#### [What is needed]
Please reproduce every one of the items below word for word.
--- start of Records for processing ---
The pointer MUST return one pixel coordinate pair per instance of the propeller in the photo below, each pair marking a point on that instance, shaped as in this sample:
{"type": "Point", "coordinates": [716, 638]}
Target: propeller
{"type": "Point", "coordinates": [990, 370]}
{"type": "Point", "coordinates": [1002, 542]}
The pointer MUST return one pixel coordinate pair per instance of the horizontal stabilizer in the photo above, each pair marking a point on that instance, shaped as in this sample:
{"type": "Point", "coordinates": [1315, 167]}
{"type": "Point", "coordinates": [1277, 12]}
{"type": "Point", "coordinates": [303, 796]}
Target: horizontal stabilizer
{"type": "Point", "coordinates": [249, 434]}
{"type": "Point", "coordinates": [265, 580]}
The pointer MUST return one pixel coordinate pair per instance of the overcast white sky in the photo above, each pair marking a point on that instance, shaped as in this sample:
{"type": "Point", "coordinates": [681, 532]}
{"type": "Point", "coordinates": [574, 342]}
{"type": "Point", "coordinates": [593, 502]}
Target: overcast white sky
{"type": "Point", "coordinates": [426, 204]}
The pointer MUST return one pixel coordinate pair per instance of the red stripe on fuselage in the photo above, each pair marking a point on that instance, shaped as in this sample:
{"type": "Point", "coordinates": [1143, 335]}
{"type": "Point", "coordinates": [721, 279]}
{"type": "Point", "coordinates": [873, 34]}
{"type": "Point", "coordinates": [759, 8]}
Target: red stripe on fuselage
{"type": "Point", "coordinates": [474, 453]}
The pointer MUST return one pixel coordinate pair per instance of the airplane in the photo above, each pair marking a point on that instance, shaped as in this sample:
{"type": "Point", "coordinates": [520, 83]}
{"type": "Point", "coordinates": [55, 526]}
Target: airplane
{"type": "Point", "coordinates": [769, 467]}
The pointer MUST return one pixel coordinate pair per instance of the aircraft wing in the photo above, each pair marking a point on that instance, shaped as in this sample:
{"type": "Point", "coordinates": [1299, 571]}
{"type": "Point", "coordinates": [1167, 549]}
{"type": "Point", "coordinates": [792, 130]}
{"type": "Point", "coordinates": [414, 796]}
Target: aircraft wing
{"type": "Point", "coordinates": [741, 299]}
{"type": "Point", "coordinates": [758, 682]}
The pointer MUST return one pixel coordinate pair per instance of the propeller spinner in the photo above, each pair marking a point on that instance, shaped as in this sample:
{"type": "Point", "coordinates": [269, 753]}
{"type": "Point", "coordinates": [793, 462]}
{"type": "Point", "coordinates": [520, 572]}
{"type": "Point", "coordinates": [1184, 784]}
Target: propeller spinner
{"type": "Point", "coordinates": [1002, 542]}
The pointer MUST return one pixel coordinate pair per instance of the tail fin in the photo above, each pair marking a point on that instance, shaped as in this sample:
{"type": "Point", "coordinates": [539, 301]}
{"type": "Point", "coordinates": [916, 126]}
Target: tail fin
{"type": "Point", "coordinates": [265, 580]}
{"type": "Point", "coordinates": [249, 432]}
--- end of Records for processing ---
#### [Exercise solution]
The pointer MUST return one pixel coordinate pair per instance of the propeller in the photo below, each pair marking a point on that instance, shaped as in this sample:
{"type": "Point", "coordinates": [716, 638]}
Target: propeller
{"type": "Point", "coordinates": [990, 370]}
{"type": "Point", "coordinates": [1002, 542]}
The pointer MUST return one pixel coordinate pair per instance of the horizontal stabilizer in the photo above, each pair marking a point on that instance, shaped as in this sample:
{"type": "Point", "coordinates": [1315, 167]}
{"type": "Point", "coordinates": [1277, 12]}
{"type": "Point", "coordinates": [303, 796]}
Target: horizontal stabilizer
{"type": "Point", "coordinates": [249, 434]}
{"type": "Point", "coordinates": [265, 580]}
The pointer MUST return one pixel coordinate pair per instance of the overcast white sky in the photo above, each pair marking a point on that instance, shaped as in this sample:
{"type": "Point", "coordinates": [681, 532]}
{"type": "Point", "coordinates": [574, 342]}
{"type": "Point", "coordinates": [593, 502]}
Target: overcast white sky
{"type": "Point", "coordinates": [426, 204]}
The pointer MUST return one pixel coordinate pair per instance of the red stripe on fuselage in the photo above, each pair marking a point on that instance, shaped as in this sample:
{"type": "Point", "coordinates": [1143, 335]}
{"type": "Point", "coordinates": [721, 279]}
{"type": "Point", "coordinates": [873, 34]}
{"type": "Point", "coordinates": [759, 8]}
Target: red stripe on fuselage
{"type": "Point", "coordinates": [474, 453]}
The pointer MUST return one pixel coordinate pair per instance of the airplane in the photo above, each pair marking a point on that instance, shaped as in this sample:
{"type": "Point", "coordinates": [520, 83]}
{"type": "Point", "coordinates": [55, 526]}
Target: airplane
{"type": "Point", "coordinates": [769, 467]}
The pointer MUST return one pixel coordinate pair per instance of the aircraft wing in the photo above, each pair marking a point on that instance, shaped as in this sample:
{"type": "Point", "coordinates": [1299, 571]}
{"type": "Point", "coordinates": [1167, 549]}
{"type": "Point", "coordinates": [792, 130]}
{"type": "Point", "coordinates": [414, 796]}
Target: aircraft wing
{"type": "Point", "coordinates": [741, 299]}
{"type": "Point", "coordinates": [758, 682]}
The pointer MUST return one pixel coordinate pair per instance of the propeller spinner in the photo above, each pair marking a point on that instance, shaped as in this sample:
{"type": "Point", "coordinates": [269, 753]}
{"type": "Point", "coordinates": [793, 462]}
{"type": "Point", "coordinates": [520, 572]}
{"type": "Point", "coordinates": [1184, 784]}
Target: propeller spinner
{"type": "Point", "coordinates": [1002, 542]}
The pointer MUST return one pixel coordinate pair per instance of the tail fin in the photo above, each pair marking a point on that instance, shaped as in this sample:
{"type": "Point", "coordinates": [539, 301]}
{"type": "Point", "coordinates": [916, 126]}
Target: tail fin
{"type": "Point", "coordinates": [265, 580]}
{"type": "Point", "coordinates": [249, 432]}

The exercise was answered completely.